**PROMPT 1**
Could you reproduce the Sailor Moon 2014 thread from "Remember Sailor Moon" up to and including "the Niconico website."?

**PAGE EXTRACT**

(begin)

# Sailor Moon 2014



## Tom Bombadildo (Mar 14, 2014)

Remember Sailor Moon guys? Well...it's coming back. 



> Toei Animation uploaded an unlinked image to its official website for the upcoming Sailor Moon anime, and the image reveals the first key image, the title, and the synopsis for the new series. The image notes that Pretty Guardian Sailor Moon Crystal will premiere in July and will stream simultaneously worldwide on the Niconico website.


 
http://www.animenewsnetwork.com/new...tal-anime-1st-image-story-intro-posted-online


----------



## EthanObi (Mar 14, 2014)

Holy crap, A set month!?!?!?! Lol sweet, can't wait


----------



## Vipera (Mar 14, 2014)

Will we get 18+ protagonists this time?


----------



## the_randomizer (Mar 14, 2014)

Vipera said:


> Will we get 18+ protagonists this time?


 

And a company who can actually make a decent English dub?


----------



## Gahars (Mar 14, 2014)

Maybe American Sailor Moon will finally have a chance!


----------



## Hyro-Sama (Mar 14, 2014)

WEABOO!


----------



## Warrior522 (Mar 14, 2014)

Damn theme's stuck in my head again. Joy.

Either way, this will be fun, especially on /a/.


----------



## Ericthegreat (Mar 14, 2014)

So this is a reboot of the series right? Not really a sailor moon fan (cept that dam song) but I might get it for my sisters.


----------



## Deleted User (Mar 14, 2014)

awesome cant wait


----------



## AsPika2219 (Mar 16, 2014)

Yahoo! My favorites anime is back!!! I will waiting for this! 

*UPDATE!!!*

The title of newest Sailor Moon 2014 is *Sailor Moon Crystal*! Information are here!

http://en.rocketnews24.com/2014/03/...take-a-stylistic-cue-from-the-original-manga/


----------



## MrEl (Apr 18, 2014)

Moon Crystal Power!!!!!!!
OMG, I remember watching these when I was a little kid.

They're so much prettier with retouch


----------

(end)

**PROMPT 2**
How many lines in the listing below contain the word "concrete", with case counting? Reply with the number only.

**DATA SHOWN**

(begin)

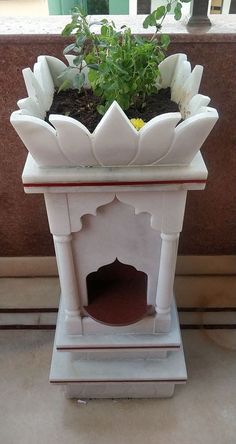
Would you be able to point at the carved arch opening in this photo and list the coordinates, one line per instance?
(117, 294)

(end)
(begin)

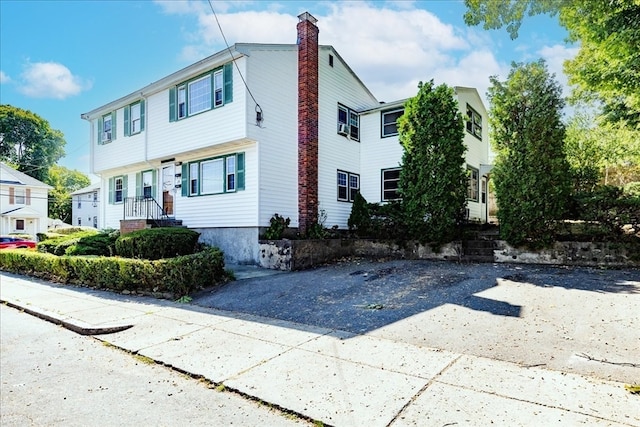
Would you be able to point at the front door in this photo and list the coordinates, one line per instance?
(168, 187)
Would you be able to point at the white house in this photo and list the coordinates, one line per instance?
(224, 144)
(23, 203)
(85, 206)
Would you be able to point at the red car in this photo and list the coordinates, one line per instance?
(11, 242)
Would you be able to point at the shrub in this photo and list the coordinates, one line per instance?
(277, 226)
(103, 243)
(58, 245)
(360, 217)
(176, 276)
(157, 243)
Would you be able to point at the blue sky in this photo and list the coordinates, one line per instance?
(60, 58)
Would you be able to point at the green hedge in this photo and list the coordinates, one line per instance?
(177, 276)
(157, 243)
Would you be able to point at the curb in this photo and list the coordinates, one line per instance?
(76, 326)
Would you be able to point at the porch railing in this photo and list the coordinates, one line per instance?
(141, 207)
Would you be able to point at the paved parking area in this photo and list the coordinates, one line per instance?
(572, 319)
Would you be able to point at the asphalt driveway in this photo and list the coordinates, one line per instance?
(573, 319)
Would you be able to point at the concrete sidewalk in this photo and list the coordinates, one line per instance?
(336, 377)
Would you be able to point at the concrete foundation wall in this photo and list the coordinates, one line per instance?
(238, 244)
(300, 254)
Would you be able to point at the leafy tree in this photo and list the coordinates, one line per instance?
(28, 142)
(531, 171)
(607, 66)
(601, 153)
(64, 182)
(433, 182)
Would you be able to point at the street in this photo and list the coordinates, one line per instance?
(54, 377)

(end)

**PROBLEM SOLUTION 1**
Remember Sailor Moon guys? Well...it's coming back. 



> Toei Animation uploaded an unlinked image to its official website for the upcoming Sailor Moon anime, and the image reveals the first key image, the title, and the synopsis for the new series. The image notes that Pretty Guardian Sailor Moon Crystal will premiere in July and will stream simultaneously worldwide on the Niconico website.

**PROBLEM SOLUTION 2**
2